> _WHAT THE TASK REQUIRES_
Repeat the entries that appear below, exactly and in full.
*** Opening of SOURCE MATERIAL ***
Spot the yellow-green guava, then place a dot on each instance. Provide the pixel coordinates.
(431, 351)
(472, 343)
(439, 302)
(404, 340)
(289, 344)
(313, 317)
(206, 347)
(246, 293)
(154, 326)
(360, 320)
*** Close of SOURCE MATERIAL ***
> _SOLUTION TO THE PROBLEM_
Spot the yellow-green guava, then place a dot on each instance. Provide the pixel coordinates.
(431, 351)
(472, 343)
(439, 302)
(404, 340)
(289, 344)
(313, 317)
(206, 347)
(246, 293)
(154, 326)
(360, 320)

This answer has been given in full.